** Information shown follows **

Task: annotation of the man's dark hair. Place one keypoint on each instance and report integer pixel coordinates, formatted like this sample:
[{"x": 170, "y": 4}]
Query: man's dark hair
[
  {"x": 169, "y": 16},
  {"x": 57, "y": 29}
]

** End of Information shown **

» About this exercise
Retype every record above exactly as it stands.

» Task answer
Task: annotation of the man's dark hair. Place one keypoint on each instance and report integer pixel coordinates, formatted like this sample:
[{"x": 170, "y": 4}]
Query: man's dark hair
[
  {"x": 169, "y": 16},
  {"x": 57, "y": 29}
]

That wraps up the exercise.